Lines that include the word "kind" should be copied from the listing that follows.

START Records for this exercise

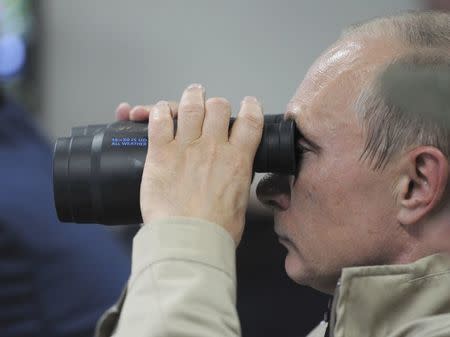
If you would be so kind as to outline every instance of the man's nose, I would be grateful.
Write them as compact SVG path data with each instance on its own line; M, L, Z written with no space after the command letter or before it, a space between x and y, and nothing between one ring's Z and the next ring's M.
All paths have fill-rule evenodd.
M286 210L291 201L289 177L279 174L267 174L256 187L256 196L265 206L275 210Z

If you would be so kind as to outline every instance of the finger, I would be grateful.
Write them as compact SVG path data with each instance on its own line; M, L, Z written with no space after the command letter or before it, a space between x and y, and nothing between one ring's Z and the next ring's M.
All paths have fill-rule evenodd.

END Records for this exercise
START Records for this exercise

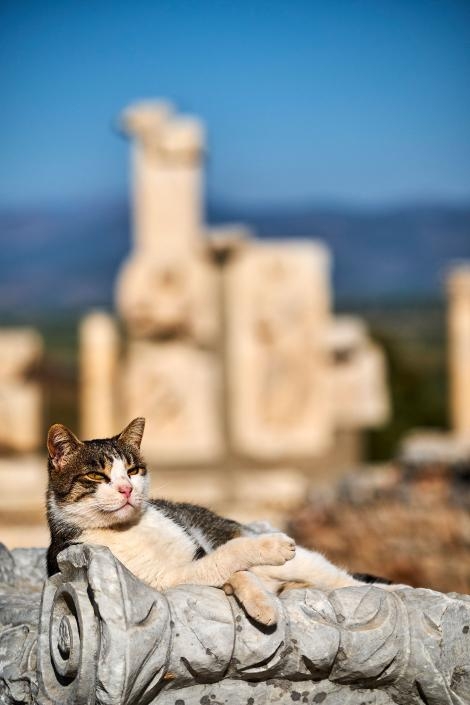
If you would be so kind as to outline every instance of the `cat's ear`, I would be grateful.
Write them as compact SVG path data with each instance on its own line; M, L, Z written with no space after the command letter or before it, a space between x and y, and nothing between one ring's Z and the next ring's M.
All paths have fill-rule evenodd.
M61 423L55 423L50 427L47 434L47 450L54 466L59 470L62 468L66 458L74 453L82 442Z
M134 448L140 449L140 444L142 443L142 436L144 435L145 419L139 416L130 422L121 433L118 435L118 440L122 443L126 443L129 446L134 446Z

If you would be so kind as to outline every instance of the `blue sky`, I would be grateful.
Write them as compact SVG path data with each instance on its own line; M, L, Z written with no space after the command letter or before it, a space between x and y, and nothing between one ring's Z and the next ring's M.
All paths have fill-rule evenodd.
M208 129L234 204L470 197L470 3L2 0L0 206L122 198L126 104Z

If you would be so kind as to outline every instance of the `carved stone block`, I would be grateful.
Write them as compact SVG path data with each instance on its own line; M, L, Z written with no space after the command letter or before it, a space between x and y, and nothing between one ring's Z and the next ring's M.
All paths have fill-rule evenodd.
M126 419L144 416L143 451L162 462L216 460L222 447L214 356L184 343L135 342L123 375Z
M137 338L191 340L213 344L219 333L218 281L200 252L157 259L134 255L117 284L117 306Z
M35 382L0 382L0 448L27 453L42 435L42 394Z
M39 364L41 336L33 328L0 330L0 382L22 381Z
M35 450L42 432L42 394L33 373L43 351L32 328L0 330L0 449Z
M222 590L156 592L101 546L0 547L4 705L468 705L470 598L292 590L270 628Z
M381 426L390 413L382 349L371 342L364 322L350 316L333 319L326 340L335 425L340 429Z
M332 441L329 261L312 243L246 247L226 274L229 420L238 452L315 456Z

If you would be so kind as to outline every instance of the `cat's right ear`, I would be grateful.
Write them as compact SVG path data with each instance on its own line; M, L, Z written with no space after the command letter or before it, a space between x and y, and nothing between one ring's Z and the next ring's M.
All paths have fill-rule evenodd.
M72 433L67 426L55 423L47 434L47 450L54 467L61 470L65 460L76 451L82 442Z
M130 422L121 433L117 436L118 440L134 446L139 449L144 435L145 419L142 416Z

END Records for this exercise
START Records for this exercise

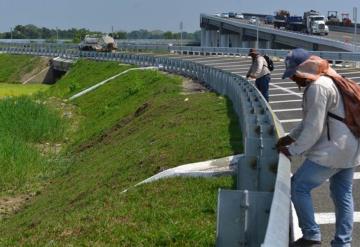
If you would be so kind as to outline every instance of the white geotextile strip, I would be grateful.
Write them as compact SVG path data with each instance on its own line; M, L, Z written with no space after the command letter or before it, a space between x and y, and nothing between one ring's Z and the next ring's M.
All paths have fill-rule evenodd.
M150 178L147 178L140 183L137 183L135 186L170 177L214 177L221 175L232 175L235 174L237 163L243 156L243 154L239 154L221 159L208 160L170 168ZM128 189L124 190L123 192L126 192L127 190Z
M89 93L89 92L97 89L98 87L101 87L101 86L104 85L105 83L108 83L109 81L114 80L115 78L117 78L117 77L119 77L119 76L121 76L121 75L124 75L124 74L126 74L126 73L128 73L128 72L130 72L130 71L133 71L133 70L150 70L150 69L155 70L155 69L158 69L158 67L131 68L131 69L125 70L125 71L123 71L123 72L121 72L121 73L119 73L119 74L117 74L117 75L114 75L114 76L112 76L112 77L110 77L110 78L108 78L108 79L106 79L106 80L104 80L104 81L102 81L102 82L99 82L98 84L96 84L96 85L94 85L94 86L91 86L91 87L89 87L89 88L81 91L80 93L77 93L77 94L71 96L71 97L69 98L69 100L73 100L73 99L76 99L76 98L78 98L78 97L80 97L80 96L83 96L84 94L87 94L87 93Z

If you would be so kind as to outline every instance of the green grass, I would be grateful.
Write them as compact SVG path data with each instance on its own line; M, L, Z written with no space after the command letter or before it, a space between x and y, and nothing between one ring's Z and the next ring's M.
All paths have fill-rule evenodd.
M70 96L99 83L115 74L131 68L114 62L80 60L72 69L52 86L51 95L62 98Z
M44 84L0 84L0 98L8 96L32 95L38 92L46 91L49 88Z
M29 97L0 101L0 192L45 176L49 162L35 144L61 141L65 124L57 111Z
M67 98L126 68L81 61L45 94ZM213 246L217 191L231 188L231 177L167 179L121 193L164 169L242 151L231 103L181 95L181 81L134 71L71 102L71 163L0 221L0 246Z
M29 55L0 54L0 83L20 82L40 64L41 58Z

END Records for this exercise

● **Result for this task**
If you would be so kind as to outline every instance of the man's nose, I would be grateful.
If you would be so kind as to outline every instance of the finger, I would be grateful.
If you would be so kind as to outline every instance of the `cat's ear`, I would be grateful.
If you would be so kind as to outline every instance of the `blue sky`, I would be grateful.
If you would be so kind as to outline every instance of the `carved stone block`, I would be grateful.
If you would be so kind as to outline every instance of the `cat's right ear`, I would be grateful.
If you would be so kind as to outline every instance of the white geotextile strip, I would be grateful.
If you would be so kind as to outline every instance of the green grass, I would be grateful.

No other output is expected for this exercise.